> **TEXTE À LIRE**
•••••

PARIS - Etiqueter des produits contenant des perturbateurs endocriniens pour protéger les plus vulnérables, les bébés et les femmes enceintes: un rapport parlementaire, publié mercredi, propose d'agir, sans attendre, au nom du principe de précaution.
Les produits de consommation courante qui contiennent des substances présentant un risque élevé de perturbations hormonales pourraient être soumis à un étiquetage particulier pour informer les mères et les inciter à les éviter, suggère le sénateur Gilbert Barbier qui a présenté le rapport.
Il propose l'exemple du pictogramme -un sens interdit barrant une silhouette de femmme enceinte- apposé sur les bouteilles de vin et d'alcool.
Substances naturelles ou de synthèse, étrangères à l'organisme, les perturbateurs endocriniens (PE) incluent des pesticides, des phtalates (présents dans les tuyaux de perfusion, cosmétiques...), le bisphénol A (revêtement plastique interne des canettes, boîtes de conserve...).
Les PE peuvent perturber le fonctionnnement du système hormonal (endocrinien) et induire des effets délétères aussi bien à court qu'à long terme sur l'individu et sa descendance, souligne le sénateur du Jura.
Il existe ainsi un lien de causalité crédible entre certaines maladies touchant à la fertilité ou au cancer et les perturbateurs endocriniens, note l'auteur du rapport de l'Office parlementaire d'évaluation des choix scientifiques et technologiques (OPECST).
Certes, de nombreuses incertitudes (mécanismes d'action à faibles doses, en mélange...) persistent, mais l'on en sait assez pour agir dès maintenant afin de protéger les populations les plus vulnérables, selon lui.

•••••

> **DONNÉES FOURNIES**

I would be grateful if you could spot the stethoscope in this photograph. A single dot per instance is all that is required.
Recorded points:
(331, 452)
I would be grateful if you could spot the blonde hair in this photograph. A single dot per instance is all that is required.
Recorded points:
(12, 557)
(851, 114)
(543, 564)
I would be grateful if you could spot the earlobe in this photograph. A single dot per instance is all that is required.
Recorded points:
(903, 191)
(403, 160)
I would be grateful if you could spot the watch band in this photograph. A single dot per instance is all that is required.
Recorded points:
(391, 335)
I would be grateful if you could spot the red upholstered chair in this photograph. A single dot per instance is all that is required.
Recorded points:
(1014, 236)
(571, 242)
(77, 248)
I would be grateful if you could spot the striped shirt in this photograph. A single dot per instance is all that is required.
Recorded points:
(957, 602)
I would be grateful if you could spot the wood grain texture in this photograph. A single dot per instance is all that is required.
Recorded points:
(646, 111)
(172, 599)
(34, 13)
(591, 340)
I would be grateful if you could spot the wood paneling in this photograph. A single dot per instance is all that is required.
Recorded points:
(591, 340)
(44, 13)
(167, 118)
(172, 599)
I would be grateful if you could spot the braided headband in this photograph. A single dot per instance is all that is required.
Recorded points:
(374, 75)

•••••

> **TRAVAIL DEMANDÉ**
1/ D'après le texte sur les perturbateurs endocriniens, de quel organisme relève le rapport présenté par le sénateur Gilbert Barbier ?
2/ Prolongez le texte sur les perturbateurs endocriniens à la suite de sa dernière phrase.

> **RÉPONSES DÉTAILLÉES**
1/ De l'Office parlementaire d'évaluation des choix scientifiques et technologiques (OPECST).

2/
Réduire l'exposition périnatale, c'est-à-dire du jeune enfant et de sa mère, de la conception aux premières années de la vie, doit devenir un objectif, souligne-t-il.
C'est, en effet, la période la plus sensible où les conséquences d'une exposition, même faible, risquent d'être importantes, estime-t-il.
Car les PE ne répondent pas à la règle d'une relation linéaire entre la dose et l'effet poison.
Avec ces substances, des effets forts peuvent être constatés à faible dose ou bien l'inverse. Et leur mélange peut entraîner des effets allant au-delà de leur simple addition, pointe le rapport.
A certaines périodes de la vie, comme pendant la vie intra-utérine, ce n'est plus la dose qui fait le poison, mais le moment précis de l'exposition, note-t-il.
Il appelle aussi au remplacement accéléré de produits problématiques, tels les phtalates à chaîne courte (DEHP), utilisés en médecine notamment en néonatalogie et gynéco-obstétrique.
Le sénateur préconise également de développer la recherche, en améliorant sa coordination nationale et européenne avec une priorité: l'adoption de tests de détection reconnus internationnalement.
Dans ce rapport, le sénateur rappelle que les inquiétudes sur les PE proviennent de l'augmentation importante et non encore expliquée de maladies liées au système hormonal, comme certains cancers (prostate, sein), ou des problèmes de fertilité.
En France, l'incidence du cancer du sein a doublé depuis 1980. Il en serait de même du cancer du testicule dans les pays développés depuis 1970.
En matière de fertilité, les chercheurs s'inquiètent d'une possible combinaison d'une baisse de moitié du nombre de spermatozoïdes et d'une augmentation des malformations génitales masculines.
Les PE sont également soupçonnés d'altérer la croissance, le développement et le comportement.